_SET TASK_.
Render the records starting at the line that contains "Please outline every instance of the orange" and ending at the line that contains "[[[55,52],[55,59],[74,61],[76,60],[76,55],[61,52]]]" as a Markdown table with the columns Row and Line, numbering each row and skipping blank lines. Leave the pictures out of the table.
-- Begin PROVIDED INFORMATION --
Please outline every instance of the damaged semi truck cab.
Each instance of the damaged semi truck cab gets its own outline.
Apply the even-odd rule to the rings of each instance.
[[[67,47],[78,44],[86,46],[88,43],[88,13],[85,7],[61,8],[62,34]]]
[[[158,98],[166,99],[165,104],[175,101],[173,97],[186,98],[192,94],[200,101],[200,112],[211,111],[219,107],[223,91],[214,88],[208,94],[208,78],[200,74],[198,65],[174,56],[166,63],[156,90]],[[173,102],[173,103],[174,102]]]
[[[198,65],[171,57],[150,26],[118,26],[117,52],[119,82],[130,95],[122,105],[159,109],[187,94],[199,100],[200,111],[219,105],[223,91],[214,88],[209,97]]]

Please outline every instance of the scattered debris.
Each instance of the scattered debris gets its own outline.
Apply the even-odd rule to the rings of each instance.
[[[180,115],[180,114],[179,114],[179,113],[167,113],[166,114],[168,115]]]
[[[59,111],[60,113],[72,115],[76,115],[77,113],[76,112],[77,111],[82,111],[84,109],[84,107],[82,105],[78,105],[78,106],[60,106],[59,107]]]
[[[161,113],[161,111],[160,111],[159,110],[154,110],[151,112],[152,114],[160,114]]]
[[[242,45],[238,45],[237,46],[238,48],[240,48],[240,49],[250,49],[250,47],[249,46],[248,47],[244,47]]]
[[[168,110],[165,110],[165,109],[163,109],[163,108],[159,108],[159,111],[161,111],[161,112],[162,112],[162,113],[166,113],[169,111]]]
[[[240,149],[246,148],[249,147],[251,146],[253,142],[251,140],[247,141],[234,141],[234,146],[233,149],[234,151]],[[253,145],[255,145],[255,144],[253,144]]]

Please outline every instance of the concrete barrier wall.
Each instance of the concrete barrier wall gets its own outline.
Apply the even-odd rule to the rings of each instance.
-- End PROVIDED INFORMATION --
-- Begin PROVIDED INFORMATION --
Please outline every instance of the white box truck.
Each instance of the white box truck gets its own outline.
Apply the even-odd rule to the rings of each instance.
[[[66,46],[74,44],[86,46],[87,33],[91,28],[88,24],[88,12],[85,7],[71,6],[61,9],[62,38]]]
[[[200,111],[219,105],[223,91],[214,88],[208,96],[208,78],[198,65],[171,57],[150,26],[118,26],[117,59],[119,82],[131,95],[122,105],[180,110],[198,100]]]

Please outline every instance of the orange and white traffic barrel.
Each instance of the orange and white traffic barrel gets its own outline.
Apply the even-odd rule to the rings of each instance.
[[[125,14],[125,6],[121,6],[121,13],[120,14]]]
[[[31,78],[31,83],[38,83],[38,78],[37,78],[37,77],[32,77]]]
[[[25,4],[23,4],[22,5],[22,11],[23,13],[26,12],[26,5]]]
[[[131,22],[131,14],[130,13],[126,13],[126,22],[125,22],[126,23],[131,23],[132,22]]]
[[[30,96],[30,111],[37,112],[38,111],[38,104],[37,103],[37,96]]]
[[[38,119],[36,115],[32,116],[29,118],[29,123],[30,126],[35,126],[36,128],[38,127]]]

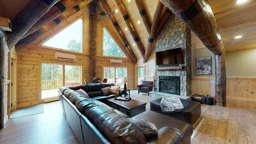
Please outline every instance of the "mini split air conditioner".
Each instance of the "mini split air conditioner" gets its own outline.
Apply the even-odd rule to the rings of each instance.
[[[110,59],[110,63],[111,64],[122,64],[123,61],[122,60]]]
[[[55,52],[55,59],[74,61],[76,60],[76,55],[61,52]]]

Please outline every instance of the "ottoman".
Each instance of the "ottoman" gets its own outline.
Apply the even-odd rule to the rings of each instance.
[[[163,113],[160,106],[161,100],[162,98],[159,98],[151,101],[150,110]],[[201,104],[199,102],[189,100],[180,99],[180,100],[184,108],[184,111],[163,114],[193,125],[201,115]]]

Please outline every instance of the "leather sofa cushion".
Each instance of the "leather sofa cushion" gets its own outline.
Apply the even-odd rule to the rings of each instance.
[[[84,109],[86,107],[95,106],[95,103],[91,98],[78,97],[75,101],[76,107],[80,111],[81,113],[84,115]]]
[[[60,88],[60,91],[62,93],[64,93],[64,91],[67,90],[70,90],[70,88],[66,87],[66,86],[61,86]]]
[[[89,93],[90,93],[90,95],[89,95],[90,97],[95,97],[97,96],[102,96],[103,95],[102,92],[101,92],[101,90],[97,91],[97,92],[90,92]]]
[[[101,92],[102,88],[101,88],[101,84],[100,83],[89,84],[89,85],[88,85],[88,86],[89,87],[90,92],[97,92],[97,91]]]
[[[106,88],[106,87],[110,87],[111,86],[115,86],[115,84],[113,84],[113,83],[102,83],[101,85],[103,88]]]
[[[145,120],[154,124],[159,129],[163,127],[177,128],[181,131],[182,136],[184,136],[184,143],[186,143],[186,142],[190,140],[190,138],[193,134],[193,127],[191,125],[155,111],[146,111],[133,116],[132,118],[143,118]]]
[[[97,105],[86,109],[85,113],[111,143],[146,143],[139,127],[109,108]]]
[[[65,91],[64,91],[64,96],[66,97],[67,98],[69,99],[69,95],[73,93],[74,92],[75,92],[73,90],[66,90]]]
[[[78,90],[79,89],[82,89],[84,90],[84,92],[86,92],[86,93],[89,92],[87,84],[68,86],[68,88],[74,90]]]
-- End PROVIDED INFORMATION --
-- Begin PROVIDED INFORMATION --
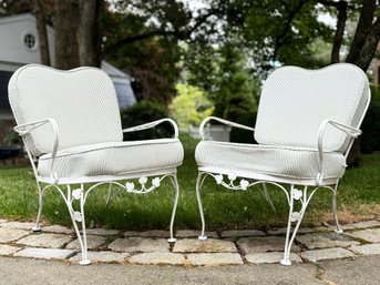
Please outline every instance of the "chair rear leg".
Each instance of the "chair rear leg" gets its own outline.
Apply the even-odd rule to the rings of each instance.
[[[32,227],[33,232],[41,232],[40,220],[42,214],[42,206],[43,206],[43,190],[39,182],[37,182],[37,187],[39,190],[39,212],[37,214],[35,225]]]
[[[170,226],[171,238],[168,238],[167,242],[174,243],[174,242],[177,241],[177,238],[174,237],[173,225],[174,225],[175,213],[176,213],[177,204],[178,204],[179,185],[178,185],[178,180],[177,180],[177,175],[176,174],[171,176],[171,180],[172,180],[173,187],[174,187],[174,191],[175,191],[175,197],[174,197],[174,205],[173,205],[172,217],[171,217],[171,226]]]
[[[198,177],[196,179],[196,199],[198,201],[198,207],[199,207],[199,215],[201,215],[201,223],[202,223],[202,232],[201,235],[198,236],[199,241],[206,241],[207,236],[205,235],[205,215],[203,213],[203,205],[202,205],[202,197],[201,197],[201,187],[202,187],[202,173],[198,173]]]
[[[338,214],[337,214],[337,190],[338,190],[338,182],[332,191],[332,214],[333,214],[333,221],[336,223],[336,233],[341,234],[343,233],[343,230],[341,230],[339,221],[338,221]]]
-- End PROVIDED INFORMATION --
_THE REPLY_.
| Row | Line |
|---|---|
| 1 | Please outline every instance of the orange and white traffic barrel. |
| 2 | Each instance of the orange and white traffic barrel gets its own outline. |
| 3 | Apply the even-odd rule to the rings of each instance. |
| 4 | [[[125,14],[125,6],[121,6],[121,13],[120,14]]] |
| 5 | [[[31,78],[31,83],[38,83],[38,78],[37,78],[37,77],[32,77]]] |
| 6 | [[[25,4],[23,4],[22,5],[22,11],[23,13],[26,12],[26,5]]] |
| 7 | [[[131,22],[131,14],[130,13],[126,13],[126,22],[125,22],[126,23],[131,23],[132,22]]] |
| 8 | [[[30,96],[30,111],[37,112],[38,111],[38,104],[37,103],[37,96]]] |
| 9 | [[[38,119],[36,115],[32,116],[29,118],[29,123],[30,126],[35,126],[36,128],[38,127]]] |
| 10 | Please outline every instance of the "mini split air conditioner". |
| 11 | Each instance of the "mini split air conditioner" gets its own outline. |
| 12 | Apply the even-odd rule to the rings of each instance. |
| 13 | [[[110,59],[110,63],[111,64],[122,64],[123,61],[122,60]]] |
| 14 | [[[55,52],[55,59],[74,61],[76,60],[76,55],[61,52]]] |